* START *
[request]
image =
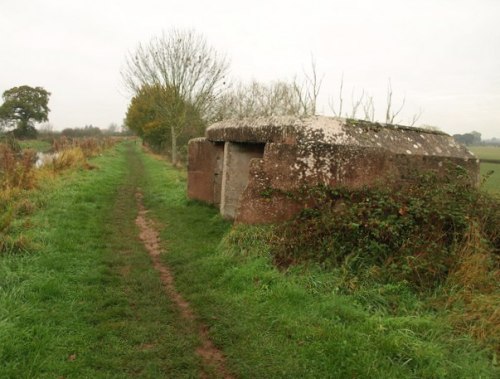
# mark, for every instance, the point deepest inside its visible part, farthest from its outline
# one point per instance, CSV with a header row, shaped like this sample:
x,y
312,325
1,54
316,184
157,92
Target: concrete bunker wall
x,y
255,169
235,173
205,163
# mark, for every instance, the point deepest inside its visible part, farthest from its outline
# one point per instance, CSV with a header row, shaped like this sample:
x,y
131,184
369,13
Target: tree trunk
x,y
174,145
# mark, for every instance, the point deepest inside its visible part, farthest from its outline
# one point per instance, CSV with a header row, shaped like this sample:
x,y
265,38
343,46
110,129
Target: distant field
x,y
486,152
492,184
38,145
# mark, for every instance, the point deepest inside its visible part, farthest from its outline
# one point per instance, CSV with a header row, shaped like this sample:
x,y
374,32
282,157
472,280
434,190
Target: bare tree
x,y
308,92
356,103
416,117
390,115
341,99
185,66
278,98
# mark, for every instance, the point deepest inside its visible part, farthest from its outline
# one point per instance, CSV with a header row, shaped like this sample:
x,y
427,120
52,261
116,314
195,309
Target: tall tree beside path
x,y
22,107
186,67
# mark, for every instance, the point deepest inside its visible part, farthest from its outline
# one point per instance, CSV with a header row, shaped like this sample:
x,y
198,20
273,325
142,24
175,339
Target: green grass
x,y
303,322
38,145
492,183
491,173
88,304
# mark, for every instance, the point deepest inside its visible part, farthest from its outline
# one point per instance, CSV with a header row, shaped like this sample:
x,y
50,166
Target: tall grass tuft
x,y
440,236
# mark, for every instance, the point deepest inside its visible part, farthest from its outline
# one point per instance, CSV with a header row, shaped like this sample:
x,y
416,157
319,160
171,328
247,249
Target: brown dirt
x,y
209,353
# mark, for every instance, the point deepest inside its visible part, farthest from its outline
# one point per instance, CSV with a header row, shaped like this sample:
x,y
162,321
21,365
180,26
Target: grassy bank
x,y
303,322
86,302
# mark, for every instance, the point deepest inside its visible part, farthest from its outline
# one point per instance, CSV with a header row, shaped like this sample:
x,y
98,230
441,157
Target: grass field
x,y
492,184
85,302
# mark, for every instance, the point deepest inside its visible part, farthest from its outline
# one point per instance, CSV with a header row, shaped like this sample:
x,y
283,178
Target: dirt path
x,y
211,356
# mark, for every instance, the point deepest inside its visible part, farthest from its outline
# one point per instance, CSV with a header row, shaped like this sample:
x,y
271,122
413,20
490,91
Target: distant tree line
x,y
22,107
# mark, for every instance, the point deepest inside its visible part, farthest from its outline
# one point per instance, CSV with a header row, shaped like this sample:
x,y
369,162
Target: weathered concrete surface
x,y
236,167
328,151
205,160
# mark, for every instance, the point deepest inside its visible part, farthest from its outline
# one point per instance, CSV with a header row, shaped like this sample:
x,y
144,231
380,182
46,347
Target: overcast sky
x,y
443,56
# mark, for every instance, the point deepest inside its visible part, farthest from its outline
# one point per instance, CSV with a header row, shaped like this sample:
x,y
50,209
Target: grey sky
x,y
442,55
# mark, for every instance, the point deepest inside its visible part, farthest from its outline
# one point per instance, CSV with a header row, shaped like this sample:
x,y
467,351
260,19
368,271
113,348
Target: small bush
x,y
412,233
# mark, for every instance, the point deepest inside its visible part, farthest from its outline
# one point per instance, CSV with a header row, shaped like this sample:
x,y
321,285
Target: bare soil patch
x,y
209,353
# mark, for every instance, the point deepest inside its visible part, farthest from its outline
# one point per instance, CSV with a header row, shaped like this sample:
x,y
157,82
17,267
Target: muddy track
x,y
211,356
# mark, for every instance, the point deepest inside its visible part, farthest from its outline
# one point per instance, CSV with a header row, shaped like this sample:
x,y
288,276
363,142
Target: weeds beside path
x,y
89,304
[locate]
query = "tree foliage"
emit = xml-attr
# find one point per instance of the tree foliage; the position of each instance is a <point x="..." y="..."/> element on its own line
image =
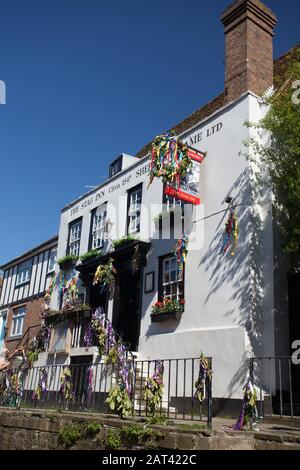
<point x="281" y="155"/>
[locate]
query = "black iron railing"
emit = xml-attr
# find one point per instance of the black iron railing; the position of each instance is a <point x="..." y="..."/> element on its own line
<point x="277" y="380"/>
<point x="89" y="386"/>
<point x="29" y="334"/>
* END *
Goal of the exercise: Reproduce the listing word for word and omit its pictures.

Solution for this problem:
[request]
image =
# mark, for every instance, the point deepest inside its visible part, farthest from its outline
# one point per instance, CSV with a header row, shaped like this sample:
x,y
312,325
1,54
316,184
157,92
Target: concrete bunker wall
x,y
255,169
235,173
205,163
# mark, for every instance, the point deepest inside its visible part, farthest from its outline
# one point per instance, CSV with a header row, shaped like this sample:
x,y
131,184
369,13
Target: tree trunk
x,y
174,145
# mark, for every instance, the point deepest inside its visible part, farthest from its outline
# one point per instance, CSV with a header row, shaped like this sample:
x,y
265,38
343,46
110,129
Target: distant field
x,y
486,152
492,184
38,145
# mark, for every instance, the point deepest inside its visible part, farthest from its outline
# one point per instance, CSV with a header row, shaped like this sample:
x,y
374,32
282,157
472,280
434,190
Target: bare tree
x,y
308,92
356,103
416,117
390,115
341,99
185,66
278,98
# mark, for every instance, the point deepest inside its visible part, farthest from its outline
# one point per instance, CSV with a header row, shaped like this sample:
x,y
427,120
52,261
116,314
195,309
Target: tall tree beside path
x,y
22,107
186,67
# mark, for every instance, the point deepest inside its visible part, farthest from its outline
# one point per instance, CSV with a header row, shaped like this sample:
x,y
198,20
273,325
142,24
175,339
Target: green grass
x,y
303,322
38,145
492,183
491,173
88,304
# mark, for every instance, the point deepest inside its visible part, farthest from its outline
# one point per instance, CSV with a header row, shaped like this sample:
x,y
50,166
Target: tall grass tuft
x,y
440,236
# mark, for every instance, the point deepest inside its visible part, farthest from its outline
# one point per instance, CSV with a header row, shaped like this sample:
x,y
416,157
319,160
171,328
247,249
Target: brown dirt
x,y
209,353
# mark, for every instance, the point deepest inside its visible part, farthest from its outline
# one point per instance, CSV with a header row, shaped like this sample:
x,y
162,321
21,365
180,26
Target: grassy bank
x,y
303,322
86,302
# mark, for every instance, the point deepest inside its visible part, farthest from its outline
# one point per instance, CSV with a header row, shaped like this sample:
x,y
98,230
441,157
Target: grass field
x,y
492,184
85,302
# mark, for every instance, the point deepest inside its visible part, farthest from its outline
# one point per instance, CSV with a header row, shaped like this sample:
x,y
283,178
Target: dirt path
x,y
211,356
# mark, for every instance, the point deepest inside its visible part, farthest from its outline
# one point per instance, CSV with a header row, shaped like this sample:
x,y
271,122
413,20
490,91
Target: distant tree line
x,y
22,107
# mark, for every instance, the point deepest inside its visible part, farthest from its outline
# one point per instance, CSV with a header row, shaped like this sample:
x,y
369,162
Target: weathered concrete surface
x,y
236,167
328,151
205,160
# mark, for every instance, the point deepest inside its visible part, farthest from its outline
# one point per instance, CSV with a header row, shaped like this sample:
x,y
144,231
380,182
46,347
Target: overcast sky
x,y
443,56
# mark, for every instance, the point deepest inside its visible part, farthest from its outline
# one point per instance, CSV with a header row, shaped like this sample:
x,y
50,209
Target: grey sky
x,y
442,55
# mark, for every instance, the point deepest inside its visible part, farthest from its outline
# one point per instance, CSV with a header row, shaped like this sample:
x,y
467,351
260,19
368,271
113,348
Target: small bush
x,y
412,233
# mark, for every instance, the point deepest inside its visible part, farthest from its outline
# one point per instance, CSV with a header row, shaped like this sample:
x,y
321,285
Target: bare soil patch
x,y
209,353
# mark, for every instance, the point deepest inside its visible part, farthest from its outline
# one point per instance, CSV with a header row, shaped like this sample:
x,y
157,82
17,267
Target: muddy track
x,y
211,356
# mark, for every instance, the point deepest inside its visible part, farthest from its outline
# one point per instance, CSV with a header row, shaped like this sample:
x,y
288,276
363,142
Target: weeds beside path
x,y
89,304
[locate]
query = "tree foliage"
emit = xml-attr
# find one point per instance of the tree foliage; the position of each instance is a <point x="..." y="..."/> element on its own line
image =
<point x="281" y="155"/>
[locate]
query = "black iron railing"
emit = xml-attr
# find one point per instance of the black iron railing; the position of each instance is a <point x="..." y="..."/> element on its own line
<point x="277" y="380"/>
<point x="89" y="386"/>
<point x="29" y="334"/>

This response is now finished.